• [Material for this task]
══════════
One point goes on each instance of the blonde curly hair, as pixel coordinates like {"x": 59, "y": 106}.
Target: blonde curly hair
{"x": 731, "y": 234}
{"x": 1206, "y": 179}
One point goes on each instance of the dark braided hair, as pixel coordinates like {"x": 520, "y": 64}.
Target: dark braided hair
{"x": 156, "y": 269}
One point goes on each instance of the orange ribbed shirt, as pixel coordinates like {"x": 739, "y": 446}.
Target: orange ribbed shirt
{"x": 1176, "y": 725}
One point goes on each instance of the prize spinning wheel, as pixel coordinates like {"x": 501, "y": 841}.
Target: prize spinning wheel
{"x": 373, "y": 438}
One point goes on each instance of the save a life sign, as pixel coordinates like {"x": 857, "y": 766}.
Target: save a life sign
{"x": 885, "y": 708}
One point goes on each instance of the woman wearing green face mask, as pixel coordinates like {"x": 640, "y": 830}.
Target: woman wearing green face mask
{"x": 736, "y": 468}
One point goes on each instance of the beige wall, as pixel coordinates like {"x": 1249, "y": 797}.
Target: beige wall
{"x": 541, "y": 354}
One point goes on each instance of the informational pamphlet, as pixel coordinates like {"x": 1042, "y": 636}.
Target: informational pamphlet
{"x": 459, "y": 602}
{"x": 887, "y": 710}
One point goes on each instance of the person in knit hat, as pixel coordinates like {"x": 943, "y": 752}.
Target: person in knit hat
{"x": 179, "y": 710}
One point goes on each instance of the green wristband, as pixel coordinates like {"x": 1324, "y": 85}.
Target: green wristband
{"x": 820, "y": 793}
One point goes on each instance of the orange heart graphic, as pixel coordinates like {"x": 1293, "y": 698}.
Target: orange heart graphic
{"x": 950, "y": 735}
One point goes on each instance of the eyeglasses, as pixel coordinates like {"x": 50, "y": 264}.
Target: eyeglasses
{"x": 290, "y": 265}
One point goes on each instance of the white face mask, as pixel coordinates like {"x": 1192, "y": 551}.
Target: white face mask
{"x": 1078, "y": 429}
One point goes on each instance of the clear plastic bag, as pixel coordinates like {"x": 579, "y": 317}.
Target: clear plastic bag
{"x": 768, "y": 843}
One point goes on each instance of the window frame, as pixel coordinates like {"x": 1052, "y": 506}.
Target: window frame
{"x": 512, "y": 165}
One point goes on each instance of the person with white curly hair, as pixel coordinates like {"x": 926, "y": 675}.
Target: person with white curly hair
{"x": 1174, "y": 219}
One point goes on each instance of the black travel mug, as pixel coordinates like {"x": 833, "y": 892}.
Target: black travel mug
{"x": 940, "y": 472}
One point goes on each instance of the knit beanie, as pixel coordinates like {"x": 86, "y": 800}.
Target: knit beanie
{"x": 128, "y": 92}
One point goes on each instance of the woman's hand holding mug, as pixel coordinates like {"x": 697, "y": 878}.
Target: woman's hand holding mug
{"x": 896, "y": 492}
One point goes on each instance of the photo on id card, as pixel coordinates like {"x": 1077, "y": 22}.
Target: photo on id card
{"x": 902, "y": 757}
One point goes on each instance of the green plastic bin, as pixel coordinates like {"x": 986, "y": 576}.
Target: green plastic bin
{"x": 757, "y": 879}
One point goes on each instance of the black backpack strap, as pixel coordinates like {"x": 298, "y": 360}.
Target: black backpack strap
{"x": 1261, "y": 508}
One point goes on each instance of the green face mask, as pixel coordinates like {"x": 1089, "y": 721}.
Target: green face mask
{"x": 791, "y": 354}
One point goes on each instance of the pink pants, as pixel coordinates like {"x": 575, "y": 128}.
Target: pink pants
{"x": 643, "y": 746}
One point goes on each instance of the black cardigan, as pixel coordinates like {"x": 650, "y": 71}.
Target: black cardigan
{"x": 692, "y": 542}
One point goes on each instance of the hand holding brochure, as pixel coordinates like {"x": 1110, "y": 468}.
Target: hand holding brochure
══════════
• [What you have to do] Reproduce all of the material above word for word, keeping every line in its original order.

• [Problem solution]
One point goes on each instance of the blonde curly hair, as pixel coordinates like {"x": 59, "y": 106}.
Target: blonde curly hair
{"x": 731, "y": 234}
{"x": 1206, "y": 179}
One point goes on each instance of the dark braided hair, as pixel coordinates like {"x": 520, "y": 64}.
Target: dark braided hair
{"x": 156, "y": 269}
One point goes on each instance of the orange ribbed shirt, as pixel coordinates like {"x": 739, "y": 446}.
Target: orange ribbed shirt
{"x": 1176, "y": 725}
One point goes on each instance of the prize spinning wheel, as pixel coordinates like {"x": 501, "y": 841}.
Target: prize spinning wheel
{"x": 373, "y": 438}
One point goes on each instance of the save a life sign, as pixel coordinates like {"x": 857, "y": 766}.
Target: save a life sign
{"x": 885, "y": 708}
One point goes on each instance of the woman wearing green face mask, as pixel coordinates like {"x": 640, "y": 830}.
Target: woman wearing green face mask
{"x": 736, "y": 468}
One point goes on each instance of the beige wall, as pixel coordinates like {"x": 1249, "y": 797}.
Target: beige wall
{"x": 541, "y": 354}
One point goes on each instance of the informational pamphlet, as pixel coordinates like {"x": 1042, "y": 636}.
Target: informational pamphlet
{"x": 459, "y": 602}
{"x": 887, "y": 710}
One point goes on each instance of the person in knit hat, as pixel coordinates like {"x": 943, "y": 752}.
Target: person in knit hat
{"x": 179, "y": 710}
One point goes on each instance of the green wristband, as pixel coordinates like {"x": 1324, "y": 85}.
Target: green wristband
{"x": 820, "y": 793}
One point goes on each instance of the orange heart graphic, as pixel coordinates like {"x": 1293, "y": 698}.
Target: orange heart graphic
{"x": 950, "y": 735}
One point goes on each instance of the eyeglasses, as pixel coordinates like {"x": 50, "y": 264}.
Target: eyeglasses
{"x": 290, "y": 265}
One point goes on each instance of the white face mask, as pixel coordinates like {"x": 1192, "y": 551}.
Target: white face mask
{"x": 1078, "y": 429}
One point goes on each instance of the clear plastic bag, as pixel coordinates like {"x": 579, "y": 317}.
Target: clear plastic bag
{"x": 768, "y": 843}
One point goes on each instance of the window frame, as pixel coordinates like {"x": 1052, "y": 506}.
Target: window frame
{"x": 512, "y": 165}
One point goes on each instance of the person with white curly hair, as pixel coordinates like {"x": 926, "y": 675}.
Target: person with white curly hair
{"x": 1174, "y": 219}
One point goes on each instance of the black travel mug, as pixel coordinates like {"x": 833, "y": 892}.
Target: black travel mug
{"x": 940, "y": 472}
One point goes on each instance of the knit beanie, as pixel coordinates like {"x": 86, "y": 800}.
Target: knit beanie
{"x": 128, "y": 92}
One point goes on each instance of the woman's hand holding mug, as pixel coordinates like {"x": 697, "y": 878}.
Target: woman's hand holding mug
{"x": 896, "y": 492}
One point goes on each instance of the photo on id card, as pixel coordinates like {"x": 1077, "y": 22}.
Target: photo on id card
{"x": 902, "y": 757}
One point goes on each instance of the green plastic bin, as pixel coordinates like {"x": 986, "y": 576}.
Target: green plastic bin
{"x": 757, "y": 879}
One point goes on each instance of the black backpack strap, as pixel coordinates like {"x": 298, "y": 360}.
Target: black backpack strap
{"x": 1261, "y": 508}
One point goes on each instance of the green face mask, as pixel coordinates like {"x": 1089, "y": 721}.
Target: green face mask
{"x": 791, "y": 354}
One point goes on each instance of the pink pants, as pixel coordinates like {"x": 575, "y": 128}.
Target: pink pants
{"x": 643, "y": 746}
One point goes on each instance of the black cardigan, as pixel coordinates like {"x": 650, "y": 71}.
Target: black cardigan
{"x": 692, "y": 542}
One point goes on each instance of the hand holding brochure, as pixel coordinates like {"x": 1110, "y": 468}.
Target: hand holding brochure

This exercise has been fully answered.